[Given text]

David Bailly, a contemporary of the apricot painter Jacob van Hulsdonck, painted a subdued still-life self-portrait, in which he in black looks back at the viewer from a seat at a table crowded with flowers, art, and a skull. A tall glass of white wine or ale stands in front of a black-and-white drawing or print of a woman, and it’s a quiet demonstration of skill to show her through this warping glass. Across this intimate space of solid objects float three soap bubbles. A fourth has landed next to the pearls.
Their presence makes the time in the picture not the years the painter might have looked that way or the hours or days such an arrangement of roses and inanimate objects might have lasted, but brief moments, instants even. They are the second hand of the clock in the painting, ticking time away, and hanging on to it, for a soap bubble lasts a minute and here are these four
that were painted when Europeans were small, vulnerable communities of invaders in North America, when other Dutchmen looking through the first microscopes were discovering the world of animalcules, of tiny swimmers in droplet seas.
The bubble paintings were, like most vanitas paintings, supposed to be stern warnings but were also strong pleasures. In words one might describe the ephemerality of bubbles, but in paintings the moment of the bubble and its beauty persist; that basket of apricots is nearly four hundred years old and the bloom is still on the fruit; the fly has not yet done his damage; the dewdrops have not dried up. Some art historians argue the earlier emphasis on vanitas themes overinterpreted or misinterpreted the painters’ intentions. Others point out that all still lifes deal in transience, whether they show fruit and flowers or skulls and bubbles. The painters seem to have found a point of equilibrium in which both were possible, the pleasure and the warning. And they seem to have moved closer to the original meaning of vanitas without knowing it.

[/Given text]

Work task 1 -> In the passage on bubble paintings, what stands in front of the drawing or print of a woman in Bailly's self-portrait?
Work task 2 -> Extend the passage on bubble paintings, picking up right after its last sentence.
The data that comes next is separate from the passage on bubble paintings.

[Entries provided]

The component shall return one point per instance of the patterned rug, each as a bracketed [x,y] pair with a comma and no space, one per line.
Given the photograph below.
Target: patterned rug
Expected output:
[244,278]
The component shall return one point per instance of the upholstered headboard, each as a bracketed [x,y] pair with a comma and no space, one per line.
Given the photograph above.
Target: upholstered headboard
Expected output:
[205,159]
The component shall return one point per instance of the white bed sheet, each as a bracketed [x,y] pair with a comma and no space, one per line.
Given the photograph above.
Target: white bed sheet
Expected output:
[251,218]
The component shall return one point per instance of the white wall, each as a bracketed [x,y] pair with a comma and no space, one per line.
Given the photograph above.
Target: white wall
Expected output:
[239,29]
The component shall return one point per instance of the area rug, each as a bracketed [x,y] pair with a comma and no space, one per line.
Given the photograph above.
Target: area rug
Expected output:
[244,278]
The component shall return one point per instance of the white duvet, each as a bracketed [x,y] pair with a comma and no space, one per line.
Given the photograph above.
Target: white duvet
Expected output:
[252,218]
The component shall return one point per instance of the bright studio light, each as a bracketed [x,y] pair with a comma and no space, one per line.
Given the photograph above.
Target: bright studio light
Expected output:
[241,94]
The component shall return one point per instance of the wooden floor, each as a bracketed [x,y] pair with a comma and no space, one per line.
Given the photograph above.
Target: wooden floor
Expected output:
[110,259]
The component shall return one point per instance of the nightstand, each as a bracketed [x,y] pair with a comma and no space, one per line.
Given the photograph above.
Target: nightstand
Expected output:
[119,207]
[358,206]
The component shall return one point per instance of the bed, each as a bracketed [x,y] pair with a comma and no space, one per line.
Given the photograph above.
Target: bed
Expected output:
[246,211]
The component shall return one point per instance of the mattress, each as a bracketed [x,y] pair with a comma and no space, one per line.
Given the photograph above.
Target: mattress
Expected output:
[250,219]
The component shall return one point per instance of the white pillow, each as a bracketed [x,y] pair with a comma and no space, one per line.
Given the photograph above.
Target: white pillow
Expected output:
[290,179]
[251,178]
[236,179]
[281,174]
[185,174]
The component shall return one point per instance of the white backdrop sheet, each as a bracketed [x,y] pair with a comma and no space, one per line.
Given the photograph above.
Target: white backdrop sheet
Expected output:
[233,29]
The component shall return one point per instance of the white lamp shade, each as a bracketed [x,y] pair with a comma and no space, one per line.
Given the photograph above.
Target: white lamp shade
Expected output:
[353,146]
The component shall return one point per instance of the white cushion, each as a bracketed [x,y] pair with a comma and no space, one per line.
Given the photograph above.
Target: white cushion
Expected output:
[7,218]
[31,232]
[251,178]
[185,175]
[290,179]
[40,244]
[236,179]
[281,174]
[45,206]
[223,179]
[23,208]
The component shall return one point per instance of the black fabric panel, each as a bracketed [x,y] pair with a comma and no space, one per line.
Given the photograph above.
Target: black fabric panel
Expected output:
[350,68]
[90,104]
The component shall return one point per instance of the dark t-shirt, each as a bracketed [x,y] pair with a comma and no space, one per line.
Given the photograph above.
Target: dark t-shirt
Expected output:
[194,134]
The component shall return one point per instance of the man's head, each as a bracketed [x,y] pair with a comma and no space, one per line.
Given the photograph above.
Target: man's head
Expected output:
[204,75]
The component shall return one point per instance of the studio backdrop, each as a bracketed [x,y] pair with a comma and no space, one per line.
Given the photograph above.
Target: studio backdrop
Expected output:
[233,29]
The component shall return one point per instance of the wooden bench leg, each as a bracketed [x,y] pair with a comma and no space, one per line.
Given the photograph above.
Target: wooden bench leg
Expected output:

[/Entries provided]

Answer section 1 -> A tall glass of white wine or ale.

Answer section 2 ->
The word vanitas is only a step from the English word vanity, which has a host of pejorative meanings. It’s a word that conveys futility, fruitlessness, and foolish pride. Sometimes the famous passage in Ecclesiastes has an even harsher interpretation: the New International version of the Bible translates it, presumably from the Latin, as meaninglessness, and turns the famous passage in Ecclesiastes into a scolding, “Utterly meaningless! Everything is meaningless,” a far cry from the majestic cadences of the King James Bible’s “Vanity of vanities; all is vanity.”
There’s a sort of decay or mutation of language at work. Vanitas is Latin. It means emptiness and is related to the word vacant. The Latin Vulgate Bible, the standard version for most of Europe for a thousand years, derives from the Greek Septuagint, where the word that occurs thirty-eight times in Ecclesiastes is mataiotes, which means emptiness, meaninglessness, but also transience. Does transience render all things meaningless? The Hebrew word in the original of Ecclesiastes, unavailable until modern times, when scraps of surviving manuscript were found in dry caves, is hevel. It means breath or vapor, and the sense of transience is vivid but the condemnation of the transient is nowhere to be found.